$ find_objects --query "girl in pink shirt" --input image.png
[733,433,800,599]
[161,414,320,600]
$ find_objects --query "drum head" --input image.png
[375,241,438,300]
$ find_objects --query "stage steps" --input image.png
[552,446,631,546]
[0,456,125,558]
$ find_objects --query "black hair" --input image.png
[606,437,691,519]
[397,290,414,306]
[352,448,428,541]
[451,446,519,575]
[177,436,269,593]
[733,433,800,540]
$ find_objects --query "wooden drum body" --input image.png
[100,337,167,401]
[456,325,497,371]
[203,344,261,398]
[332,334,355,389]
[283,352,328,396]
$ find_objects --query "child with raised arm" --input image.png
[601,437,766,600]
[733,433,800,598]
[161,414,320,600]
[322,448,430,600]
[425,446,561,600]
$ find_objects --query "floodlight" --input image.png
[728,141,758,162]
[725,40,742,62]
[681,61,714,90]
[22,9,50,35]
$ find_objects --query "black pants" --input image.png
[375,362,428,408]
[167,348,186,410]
--------------------------------------------------
**Exercise task**
Copy out every line of the material above that contains the string "image".

**Full output**
$ find_objects --query "girl in pink shirt" --input image.png
$ find_objects --query "drum head" --input image.png
$ find_objects --query "stage steps" --input image.png
$ find_objects --query "black hair" --input image.png
$ find_objects --query "wooden drum body" --input image.png
$ find_objects --query "child with raised arm" --input image.png
$ find_objects --query "floodlight" --input image.png
$ find_objects --query "black pants" --input image.png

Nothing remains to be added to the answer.